→ Requirement 1
In the excerpt on university finance clubs, why are the students running these clubs described as kingmakers? Answer in one to three sentences.
→ Requirement 2
Please say whether each statement agrees with the excerpt on university finance clubs, answering yes or no and quoting the words that decide it: (a) Georgetown's McDonough School of Business has banned sophomores from its finance clubs. (b) Elite college finance clubs accept about half of their applicants. (c) Jonathan Rothschild's group admits only students who get through several rounds of interviews.
→ Requirement 3
Carry the excerpt on university finance clubs forward, starting after its final sentence.

→ Excerpt to read
_ _ _ _
University finance clubs are nothing new. But Business Insider says they've morphed into a new source of exclusivity. At Columbia University, there are "lines and lines" of would be joiners at student events. At Georgetown's McDonough School of Business, so many students want to join the finance clubs that sophomores have been banned. At Wharton, finance club membership is restricted to 300 people to preserve "bandwidth."

The immense popularity of student finance clubs means the students running them are in the position of kingmakers. As campus deities with knowledge of DCFs and privileged access to bankers and banks, they are flexing hard. 

Elite college finance clubs are now so elite, that Business Insider says they only accept 10% of applicants and there are often multiple rounds of interviews to join them. The demigods running the clubs fire questions at hopeful students in suits, who've been known to freeze and sob when they can't answer. "It's hypercompetitive, it's overwhelming, and you have to be pushing constantly," says one club-runner, keenly observing that finance clubs mimic the banking industry itself. 

Is it worth it? If you run a club, you get a deep waft of superiority and the opportunity to network directly with senior figures in financial services (Students at Trinity College Dublin recently signed up Jim Esposito, president of Citadel Securities for a chat). If you're a member of a club, you not only get to say you've joined, but to be part of a "résumé book" and to access "résumé drop links" that banks and hedge funds only give to elite club members.

What if you don't want to wear a suit as a student and to suck-up to the demiurges running the special clubs in your midst? Then you won't get privileged access to finance employers or early DCF expertise. "Kids are just so much less prepared," laments one student locked out of the elite clubs at Georgetown.

There is another possibility, though. You can always start your own open-access group. The auspiciously named, Jonathan Rothschild, a student at Georgetown, has done just this. His group lets anyone in as long as they pass a general knowledge test. It provides students with finance training and has [somehow] achieved $150k in AUM by raising money from members. Rothschild himself is called its co-CEO. But he doesn't put students through five rounds of interviews and make them cry.
_ _ _ _
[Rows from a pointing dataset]

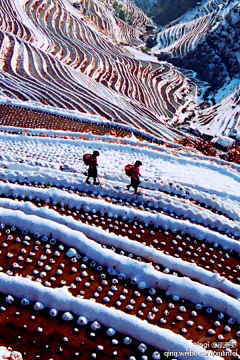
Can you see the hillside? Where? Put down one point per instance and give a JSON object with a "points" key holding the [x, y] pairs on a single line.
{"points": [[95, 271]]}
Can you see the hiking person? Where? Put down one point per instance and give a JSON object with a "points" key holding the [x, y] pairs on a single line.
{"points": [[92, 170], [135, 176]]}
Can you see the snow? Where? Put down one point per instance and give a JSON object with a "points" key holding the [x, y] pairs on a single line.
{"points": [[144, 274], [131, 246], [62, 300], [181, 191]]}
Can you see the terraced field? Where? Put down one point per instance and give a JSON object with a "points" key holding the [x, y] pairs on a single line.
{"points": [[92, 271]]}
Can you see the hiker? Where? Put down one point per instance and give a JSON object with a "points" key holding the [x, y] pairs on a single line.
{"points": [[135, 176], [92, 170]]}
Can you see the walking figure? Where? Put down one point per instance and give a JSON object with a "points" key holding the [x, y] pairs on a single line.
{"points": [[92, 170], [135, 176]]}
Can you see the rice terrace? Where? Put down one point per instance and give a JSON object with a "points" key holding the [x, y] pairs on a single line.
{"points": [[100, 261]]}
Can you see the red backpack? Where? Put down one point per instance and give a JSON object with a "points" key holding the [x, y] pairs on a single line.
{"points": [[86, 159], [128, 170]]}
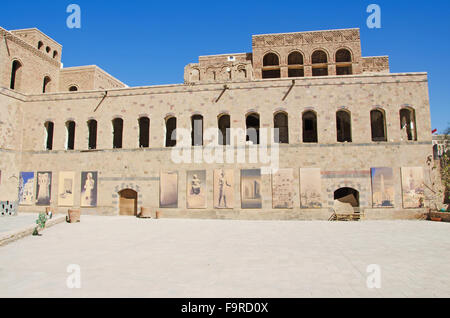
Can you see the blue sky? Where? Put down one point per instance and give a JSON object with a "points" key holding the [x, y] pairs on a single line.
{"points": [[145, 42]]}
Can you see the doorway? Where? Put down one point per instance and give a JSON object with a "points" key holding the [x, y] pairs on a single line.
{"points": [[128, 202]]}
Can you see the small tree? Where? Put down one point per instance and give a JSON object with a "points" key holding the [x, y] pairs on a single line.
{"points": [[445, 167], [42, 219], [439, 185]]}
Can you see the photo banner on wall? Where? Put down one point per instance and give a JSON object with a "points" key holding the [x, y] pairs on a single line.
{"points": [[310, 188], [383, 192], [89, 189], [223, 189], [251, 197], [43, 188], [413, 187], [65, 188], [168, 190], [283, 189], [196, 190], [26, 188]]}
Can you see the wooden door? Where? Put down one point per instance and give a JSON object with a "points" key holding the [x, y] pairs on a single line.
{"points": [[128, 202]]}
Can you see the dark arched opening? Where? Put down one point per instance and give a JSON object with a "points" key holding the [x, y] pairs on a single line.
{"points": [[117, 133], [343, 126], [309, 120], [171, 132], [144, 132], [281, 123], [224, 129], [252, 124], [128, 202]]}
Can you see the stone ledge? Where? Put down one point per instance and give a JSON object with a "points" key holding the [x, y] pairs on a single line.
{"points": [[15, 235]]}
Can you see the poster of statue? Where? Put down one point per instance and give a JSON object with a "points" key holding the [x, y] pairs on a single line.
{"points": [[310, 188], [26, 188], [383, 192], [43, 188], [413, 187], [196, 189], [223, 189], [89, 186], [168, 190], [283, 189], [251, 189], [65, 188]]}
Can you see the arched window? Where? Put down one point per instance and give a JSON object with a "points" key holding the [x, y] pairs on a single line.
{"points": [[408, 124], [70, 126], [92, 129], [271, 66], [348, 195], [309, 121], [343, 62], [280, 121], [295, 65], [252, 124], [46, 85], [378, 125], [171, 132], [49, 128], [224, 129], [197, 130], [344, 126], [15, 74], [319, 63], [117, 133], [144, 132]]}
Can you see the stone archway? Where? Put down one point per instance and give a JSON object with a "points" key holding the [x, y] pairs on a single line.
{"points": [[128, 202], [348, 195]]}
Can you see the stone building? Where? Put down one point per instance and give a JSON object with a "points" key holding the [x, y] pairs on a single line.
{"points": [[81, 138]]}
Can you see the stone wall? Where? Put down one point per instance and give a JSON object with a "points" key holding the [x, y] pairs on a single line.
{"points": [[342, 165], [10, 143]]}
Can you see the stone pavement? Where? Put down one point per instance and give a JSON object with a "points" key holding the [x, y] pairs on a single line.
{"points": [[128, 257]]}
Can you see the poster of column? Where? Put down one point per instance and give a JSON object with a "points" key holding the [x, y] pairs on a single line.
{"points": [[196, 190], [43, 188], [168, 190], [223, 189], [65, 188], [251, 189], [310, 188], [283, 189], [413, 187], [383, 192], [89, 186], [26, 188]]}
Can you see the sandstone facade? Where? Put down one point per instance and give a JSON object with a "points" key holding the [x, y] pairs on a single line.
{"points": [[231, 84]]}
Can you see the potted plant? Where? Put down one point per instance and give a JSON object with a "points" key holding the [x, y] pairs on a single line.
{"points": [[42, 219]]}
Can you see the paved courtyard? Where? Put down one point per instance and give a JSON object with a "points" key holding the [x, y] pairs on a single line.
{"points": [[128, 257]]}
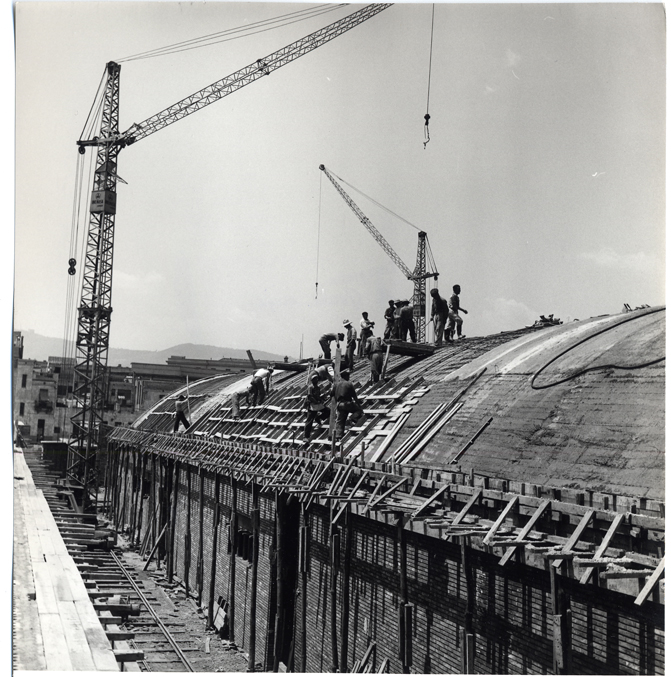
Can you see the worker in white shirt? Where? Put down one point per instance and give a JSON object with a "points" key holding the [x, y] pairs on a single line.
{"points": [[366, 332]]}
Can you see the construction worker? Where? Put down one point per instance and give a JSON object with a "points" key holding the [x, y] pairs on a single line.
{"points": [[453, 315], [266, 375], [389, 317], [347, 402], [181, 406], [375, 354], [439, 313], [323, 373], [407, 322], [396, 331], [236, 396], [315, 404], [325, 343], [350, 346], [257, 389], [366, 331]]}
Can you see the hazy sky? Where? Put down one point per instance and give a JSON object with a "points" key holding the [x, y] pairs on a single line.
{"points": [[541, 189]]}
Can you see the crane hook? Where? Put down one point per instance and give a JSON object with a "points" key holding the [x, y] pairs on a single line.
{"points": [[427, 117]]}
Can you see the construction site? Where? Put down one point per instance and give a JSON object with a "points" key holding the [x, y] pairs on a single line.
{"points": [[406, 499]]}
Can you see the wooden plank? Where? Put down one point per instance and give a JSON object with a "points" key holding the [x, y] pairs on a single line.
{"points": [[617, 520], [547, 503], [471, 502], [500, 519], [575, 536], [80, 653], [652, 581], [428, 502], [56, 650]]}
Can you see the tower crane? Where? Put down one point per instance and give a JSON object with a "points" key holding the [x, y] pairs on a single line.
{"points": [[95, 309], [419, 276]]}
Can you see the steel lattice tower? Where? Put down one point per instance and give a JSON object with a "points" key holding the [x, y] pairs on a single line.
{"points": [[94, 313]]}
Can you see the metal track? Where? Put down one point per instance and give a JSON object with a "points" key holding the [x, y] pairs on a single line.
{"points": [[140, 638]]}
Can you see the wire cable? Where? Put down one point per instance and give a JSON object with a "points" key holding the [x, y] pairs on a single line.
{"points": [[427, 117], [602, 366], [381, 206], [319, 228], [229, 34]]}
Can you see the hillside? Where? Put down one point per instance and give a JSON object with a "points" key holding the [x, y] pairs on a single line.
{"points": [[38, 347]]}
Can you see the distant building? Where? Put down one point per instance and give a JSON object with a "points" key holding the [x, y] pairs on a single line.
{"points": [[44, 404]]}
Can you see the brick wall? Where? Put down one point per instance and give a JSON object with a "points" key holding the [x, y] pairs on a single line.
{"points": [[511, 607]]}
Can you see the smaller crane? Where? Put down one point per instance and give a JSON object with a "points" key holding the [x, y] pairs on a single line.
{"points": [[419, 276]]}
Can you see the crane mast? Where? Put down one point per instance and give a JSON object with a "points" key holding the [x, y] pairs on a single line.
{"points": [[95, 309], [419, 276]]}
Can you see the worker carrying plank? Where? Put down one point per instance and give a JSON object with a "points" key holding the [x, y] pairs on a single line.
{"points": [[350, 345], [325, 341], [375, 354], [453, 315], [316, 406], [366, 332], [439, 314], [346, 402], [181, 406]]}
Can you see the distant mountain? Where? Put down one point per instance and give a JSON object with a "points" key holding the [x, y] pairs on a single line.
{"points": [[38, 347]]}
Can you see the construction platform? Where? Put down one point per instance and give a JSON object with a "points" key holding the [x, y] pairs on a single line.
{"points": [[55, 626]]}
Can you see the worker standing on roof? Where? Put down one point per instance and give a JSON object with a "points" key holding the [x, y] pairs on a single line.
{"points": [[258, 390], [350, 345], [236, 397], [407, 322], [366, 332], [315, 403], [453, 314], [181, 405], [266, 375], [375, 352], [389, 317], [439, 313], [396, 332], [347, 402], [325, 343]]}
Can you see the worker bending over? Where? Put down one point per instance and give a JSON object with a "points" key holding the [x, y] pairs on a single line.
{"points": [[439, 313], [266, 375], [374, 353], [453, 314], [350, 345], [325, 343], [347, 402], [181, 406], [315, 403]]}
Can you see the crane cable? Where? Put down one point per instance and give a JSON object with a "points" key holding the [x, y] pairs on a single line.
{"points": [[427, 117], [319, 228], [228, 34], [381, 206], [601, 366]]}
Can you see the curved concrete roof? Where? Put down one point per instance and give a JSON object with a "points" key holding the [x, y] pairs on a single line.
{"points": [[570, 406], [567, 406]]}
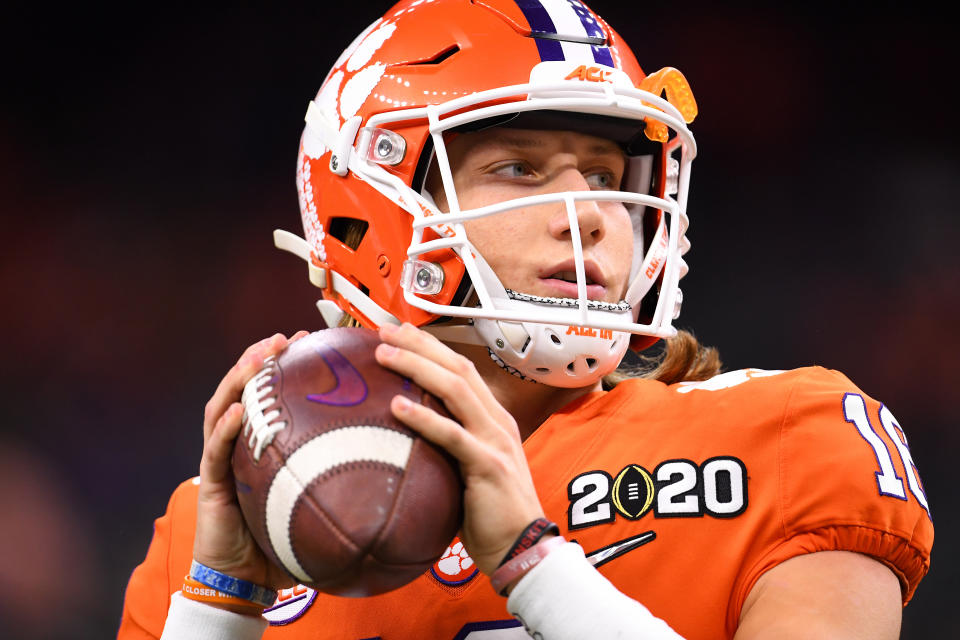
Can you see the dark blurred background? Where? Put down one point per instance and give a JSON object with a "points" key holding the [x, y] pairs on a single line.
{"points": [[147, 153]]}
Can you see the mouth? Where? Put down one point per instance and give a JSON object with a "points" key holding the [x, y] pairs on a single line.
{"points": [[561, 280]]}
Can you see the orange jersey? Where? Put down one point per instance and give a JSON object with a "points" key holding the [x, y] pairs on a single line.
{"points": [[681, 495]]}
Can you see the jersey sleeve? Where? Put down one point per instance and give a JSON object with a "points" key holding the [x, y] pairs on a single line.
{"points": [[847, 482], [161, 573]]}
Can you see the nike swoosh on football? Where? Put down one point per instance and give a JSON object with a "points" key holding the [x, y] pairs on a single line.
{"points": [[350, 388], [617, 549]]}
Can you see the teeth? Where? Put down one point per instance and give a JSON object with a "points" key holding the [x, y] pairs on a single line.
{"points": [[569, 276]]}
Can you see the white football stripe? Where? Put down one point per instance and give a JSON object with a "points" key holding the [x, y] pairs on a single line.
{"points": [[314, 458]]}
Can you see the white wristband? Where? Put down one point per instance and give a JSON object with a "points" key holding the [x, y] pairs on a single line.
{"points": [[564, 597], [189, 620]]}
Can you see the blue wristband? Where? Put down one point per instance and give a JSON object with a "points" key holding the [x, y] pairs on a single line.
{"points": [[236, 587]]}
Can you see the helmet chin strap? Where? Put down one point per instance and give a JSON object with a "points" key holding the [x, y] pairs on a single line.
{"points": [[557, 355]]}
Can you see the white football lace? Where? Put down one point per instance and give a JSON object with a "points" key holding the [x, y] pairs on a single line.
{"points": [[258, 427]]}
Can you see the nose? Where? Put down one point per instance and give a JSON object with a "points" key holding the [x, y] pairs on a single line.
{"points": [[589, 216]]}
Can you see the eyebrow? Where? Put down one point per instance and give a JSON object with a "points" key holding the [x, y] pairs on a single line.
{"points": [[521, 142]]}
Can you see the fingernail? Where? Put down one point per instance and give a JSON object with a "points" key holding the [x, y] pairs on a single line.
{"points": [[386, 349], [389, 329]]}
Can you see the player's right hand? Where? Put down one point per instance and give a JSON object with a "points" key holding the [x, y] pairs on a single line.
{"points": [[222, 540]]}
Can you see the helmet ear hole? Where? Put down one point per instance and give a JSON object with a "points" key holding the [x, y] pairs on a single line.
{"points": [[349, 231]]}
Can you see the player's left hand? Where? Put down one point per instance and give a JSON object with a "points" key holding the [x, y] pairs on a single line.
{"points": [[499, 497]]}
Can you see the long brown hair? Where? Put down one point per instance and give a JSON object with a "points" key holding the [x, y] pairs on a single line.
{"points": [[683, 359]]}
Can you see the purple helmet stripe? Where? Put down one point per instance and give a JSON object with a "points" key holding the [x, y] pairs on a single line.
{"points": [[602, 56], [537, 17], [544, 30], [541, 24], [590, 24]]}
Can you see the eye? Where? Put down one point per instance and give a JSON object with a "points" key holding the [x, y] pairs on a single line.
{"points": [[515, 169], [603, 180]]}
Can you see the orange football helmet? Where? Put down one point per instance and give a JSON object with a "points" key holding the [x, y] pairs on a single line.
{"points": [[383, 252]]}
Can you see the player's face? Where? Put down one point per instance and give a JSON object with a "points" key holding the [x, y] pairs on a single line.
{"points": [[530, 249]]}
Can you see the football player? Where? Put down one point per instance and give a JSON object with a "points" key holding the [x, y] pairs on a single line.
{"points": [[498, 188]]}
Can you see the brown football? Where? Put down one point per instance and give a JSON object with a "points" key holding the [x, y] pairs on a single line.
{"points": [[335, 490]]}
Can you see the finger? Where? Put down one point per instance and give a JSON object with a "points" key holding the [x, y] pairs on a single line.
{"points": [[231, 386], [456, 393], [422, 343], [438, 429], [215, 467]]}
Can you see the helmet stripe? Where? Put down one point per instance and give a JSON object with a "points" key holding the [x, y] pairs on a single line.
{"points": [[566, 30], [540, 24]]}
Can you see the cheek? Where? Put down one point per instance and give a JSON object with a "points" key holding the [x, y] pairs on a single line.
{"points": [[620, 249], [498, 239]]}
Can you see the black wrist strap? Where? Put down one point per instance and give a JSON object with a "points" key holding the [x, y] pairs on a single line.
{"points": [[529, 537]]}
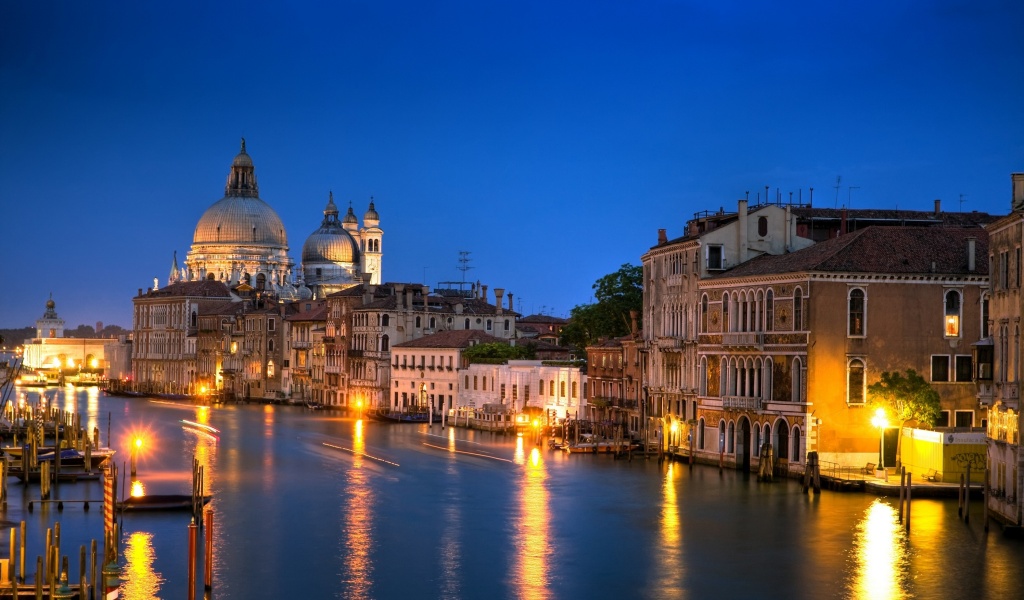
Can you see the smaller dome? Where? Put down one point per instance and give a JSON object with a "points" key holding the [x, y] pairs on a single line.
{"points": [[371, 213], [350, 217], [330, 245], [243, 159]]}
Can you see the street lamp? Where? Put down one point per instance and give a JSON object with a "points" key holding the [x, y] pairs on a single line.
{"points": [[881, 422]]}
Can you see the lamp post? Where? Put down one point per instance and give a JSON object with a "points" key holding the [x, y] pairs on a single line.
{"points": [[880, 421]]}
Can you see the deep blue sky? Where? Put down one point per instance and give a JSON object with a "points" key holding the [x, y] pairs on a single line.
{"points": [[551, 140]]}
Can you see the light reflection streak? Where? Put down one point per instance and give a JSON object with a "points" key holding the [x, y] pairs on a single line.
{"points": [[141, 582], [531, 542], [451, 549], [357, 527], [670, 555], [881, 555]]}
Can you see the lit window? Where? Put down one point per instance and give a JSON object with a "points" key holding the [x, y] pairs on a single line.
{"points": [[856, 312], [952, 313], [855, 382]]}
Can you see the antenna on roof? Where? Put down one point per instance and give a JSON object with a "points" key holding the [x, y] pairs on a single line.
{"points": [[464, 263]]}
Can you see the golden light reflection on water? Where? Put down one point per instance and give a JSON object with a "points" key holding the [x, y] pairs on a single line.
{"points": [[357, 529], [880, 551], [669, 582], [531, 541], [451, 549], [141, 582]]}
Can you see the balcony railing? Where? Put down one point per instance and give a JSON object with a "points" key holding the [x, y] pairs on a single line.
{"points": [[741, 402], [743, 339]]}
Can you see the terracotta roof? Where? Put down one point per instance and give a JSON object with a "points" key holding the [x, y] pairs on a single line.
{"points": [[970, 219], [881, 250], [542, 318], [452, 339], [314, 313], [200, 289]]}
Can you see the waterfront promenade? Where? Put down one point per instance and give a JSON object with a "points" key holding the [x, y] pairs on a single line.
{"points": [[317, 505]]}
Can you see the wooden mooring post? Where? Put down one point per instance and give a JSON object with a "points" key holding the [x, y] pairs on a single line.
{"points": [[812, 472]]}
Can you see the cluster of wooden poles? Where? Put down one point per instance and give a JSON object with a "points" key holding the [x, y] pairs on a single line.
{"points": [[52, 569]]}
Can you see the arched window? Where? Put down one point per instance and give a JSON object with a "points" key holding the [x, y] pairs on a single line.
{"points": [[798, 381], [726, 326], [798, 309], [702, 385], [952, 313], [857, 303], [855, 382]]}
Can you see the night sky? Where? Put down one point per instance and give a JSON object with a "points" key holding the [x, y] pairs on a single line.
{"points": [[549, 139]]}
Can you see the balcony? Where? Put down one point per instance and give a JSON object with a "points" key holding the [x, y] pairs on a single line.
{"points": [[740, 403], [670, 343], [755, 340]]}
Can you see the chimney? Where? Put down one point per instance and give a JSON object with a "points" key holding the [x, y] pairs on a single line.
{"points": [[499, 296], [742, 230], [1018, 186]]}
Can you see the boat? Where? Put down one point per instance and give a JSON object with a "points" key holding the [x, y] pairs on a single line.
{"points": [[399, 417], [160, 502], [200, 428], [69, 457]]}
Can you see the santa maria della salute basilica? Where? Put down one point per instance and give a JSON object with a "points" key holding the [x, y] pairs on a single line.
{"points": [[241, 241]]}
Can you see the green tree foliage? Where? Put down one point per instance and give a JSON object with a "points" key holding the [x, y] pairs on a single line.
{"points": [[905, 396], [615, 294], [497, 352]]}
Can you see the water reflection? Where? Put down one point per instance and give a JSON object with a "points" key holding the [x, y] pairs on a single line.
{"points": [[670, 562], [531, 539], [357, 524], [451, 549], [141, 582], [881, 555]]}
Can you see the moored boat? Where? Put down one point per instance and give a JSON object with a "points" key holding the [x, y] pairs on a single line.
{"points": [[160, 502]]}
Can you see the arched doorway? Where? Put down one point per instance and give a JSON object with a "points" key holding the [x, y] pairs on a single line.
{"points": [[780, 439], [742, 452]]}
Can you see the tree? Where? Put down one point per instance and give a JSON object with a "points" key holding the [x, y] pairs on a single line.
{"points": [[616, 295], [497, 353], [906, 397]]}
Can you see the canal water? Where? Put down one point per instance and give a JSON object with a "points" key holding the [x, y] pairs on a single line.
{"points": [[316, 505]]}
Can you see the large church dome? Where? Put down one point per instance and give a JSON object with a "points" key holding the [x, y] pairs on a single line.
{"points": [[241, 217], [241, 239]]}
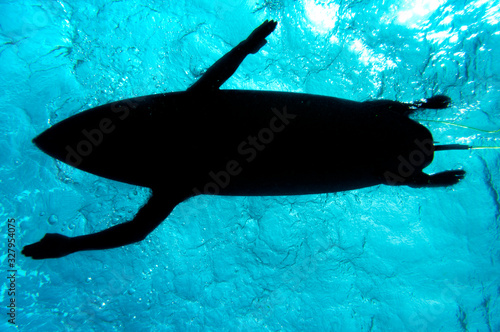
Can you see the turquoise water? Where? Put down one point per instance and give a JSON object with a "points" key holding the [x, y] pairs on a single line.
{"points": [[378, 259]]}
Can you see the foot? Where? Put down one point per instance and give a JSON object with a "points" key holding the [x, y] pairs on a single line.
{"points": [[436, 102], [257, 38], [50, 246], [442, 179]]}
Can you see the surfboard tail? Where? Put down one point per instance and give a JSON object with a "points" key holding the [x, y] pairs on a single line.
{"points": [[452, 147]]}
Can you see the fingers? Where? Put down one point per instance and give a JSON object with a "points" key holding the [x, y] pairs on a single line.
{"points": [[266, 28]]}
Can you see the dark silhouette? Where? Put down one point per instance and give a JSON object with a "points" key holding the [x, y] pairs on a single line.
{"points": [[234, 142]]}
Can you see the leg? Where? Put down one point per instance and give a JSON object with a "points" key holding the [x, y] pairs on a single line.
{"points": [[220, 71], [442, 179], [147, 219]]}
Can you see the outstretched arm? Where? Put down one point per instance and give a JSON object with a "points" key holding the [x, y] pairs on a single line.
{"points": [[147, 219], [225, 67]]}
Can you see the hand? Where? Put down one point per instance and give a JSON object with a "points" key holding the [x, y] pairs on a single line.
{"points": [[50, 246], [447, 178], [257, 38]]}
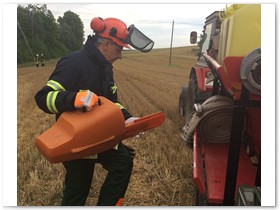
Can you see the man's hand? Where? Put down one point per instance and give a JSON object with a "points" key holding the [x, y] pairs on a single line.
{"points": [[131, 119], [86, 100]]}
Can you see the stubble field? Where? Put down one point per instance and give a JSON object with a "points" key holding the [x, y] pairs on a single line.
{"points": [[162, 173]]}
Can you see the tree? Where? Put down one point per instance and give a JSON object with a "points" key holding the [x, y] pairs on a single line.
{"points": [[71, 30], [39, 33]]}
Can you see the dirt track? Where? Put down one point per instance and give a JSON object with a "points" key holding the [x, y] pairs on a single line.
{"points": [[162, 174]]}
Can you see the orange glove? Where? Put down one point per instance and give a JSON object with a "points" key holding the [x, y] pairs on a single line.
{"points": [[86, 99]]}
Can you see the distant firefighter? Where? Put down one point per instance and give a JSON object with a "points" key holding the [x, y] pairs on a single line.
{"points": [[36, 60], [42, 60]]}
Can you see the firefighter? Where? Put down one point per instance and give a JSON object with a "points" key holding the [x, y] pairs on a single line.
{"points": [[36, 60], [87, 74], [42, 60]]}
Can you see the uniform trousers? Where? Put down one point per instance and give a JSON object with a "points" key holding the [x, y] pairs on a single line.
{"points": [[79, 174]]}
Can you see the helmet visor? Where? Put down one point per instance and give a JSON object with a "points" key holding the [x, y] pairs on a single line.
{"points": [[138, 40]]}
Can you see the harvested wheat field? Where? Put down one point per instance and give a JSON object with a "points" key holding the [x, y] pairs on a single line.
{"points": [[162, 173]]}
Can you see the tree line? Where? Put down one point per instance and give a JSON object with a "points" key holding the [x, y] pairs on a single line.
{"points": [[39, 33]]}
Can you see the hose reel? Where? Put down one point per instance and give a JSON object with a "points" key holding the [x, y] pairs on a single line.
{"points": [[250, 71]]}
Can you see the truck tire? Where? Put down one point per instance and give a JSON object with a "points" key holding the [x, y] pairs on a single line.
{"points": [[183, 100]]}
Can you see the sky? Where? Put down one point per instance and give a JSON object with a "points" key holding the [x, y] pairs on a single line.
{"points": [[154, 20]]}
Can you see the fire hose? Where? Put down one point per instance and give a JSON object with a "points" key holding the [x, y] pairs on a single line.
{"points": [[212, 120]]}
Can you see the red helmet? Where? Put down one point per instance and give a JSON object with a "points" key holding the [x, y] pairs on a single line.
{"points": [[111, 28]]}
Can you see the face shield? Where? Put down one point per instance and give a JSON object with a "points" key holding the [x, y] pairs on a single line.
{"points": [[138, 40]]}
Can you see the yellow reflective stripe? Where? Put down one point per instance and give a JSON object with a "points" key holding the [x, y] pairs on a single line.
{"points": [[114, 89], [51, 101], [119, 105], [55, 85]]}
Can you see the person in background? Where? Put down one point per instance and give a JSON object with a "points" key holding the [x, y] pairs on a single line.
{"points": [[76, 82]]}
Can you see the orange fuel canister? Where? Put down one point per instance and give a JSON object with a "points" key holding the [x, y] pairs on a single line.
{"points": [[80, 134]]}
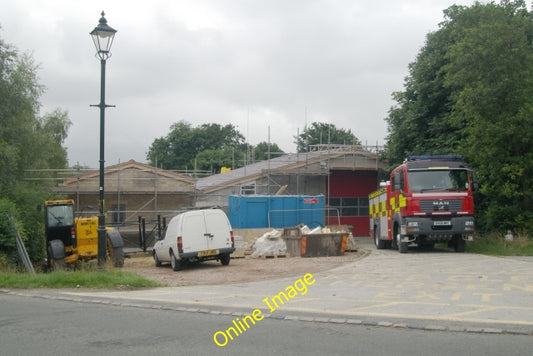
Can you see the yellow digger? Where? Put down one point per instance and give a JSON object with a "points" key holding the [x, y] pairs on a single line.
_ _ _ _
→ Task output 1
Student finance clubs are immensely popular, and that popularity puts the students who run them in the position of kingmakers.

→ Task output 2
(a) Yes: "so many students want to join the finance clubs that sophomores have been banned."
(b) No: "they only accept 10% of applicants."
(c) No: "His group lets anyone in as long as they pass a general knowledge test."

→ Task output 3
Separately, hedge funds have got a new refrain when they fire people. - The people being let go weren't managing any money.

Eisler Capital repeated this during last week's staff cuts, and now Walleye is saying the same thing. 

Named after a fish rather than Marty Feldman, Walleye has let go of its credit and commodities teams, but says this is ok because they were only managing 1% of its risk. Bloomberg says Walleye now plans to focus on volatility, quantitative and fundamental long-short investing instead. The portfolio managers it's ejected joined in 2022. Walleye has a history of tweaking its focus. It also cut various macro portfolio managers last year and hired and fired various people in its London office. 

JPMorgan expanded a programme aimed at students from lower socio-economic areas in the UK. It's working with Uptree, a careers non-profit organisation to promote the programme in local schools in areas where students face greater barriers. (JPMorgan) 

Banking analyst Mike Mayo thinks JPMorgan might be worth $1 trillion soon. “It would involve our ‘good case’ scenario, effective deployment of record excess capital, and a stock that trades at a P/E achieved in Trump 1.0.” (Bloomberg)  

Nomura relocated global co-head of equities trading Shinichiro Eguchi from its headquarters in Tokyo to its London office in recent weeks. (Financial News)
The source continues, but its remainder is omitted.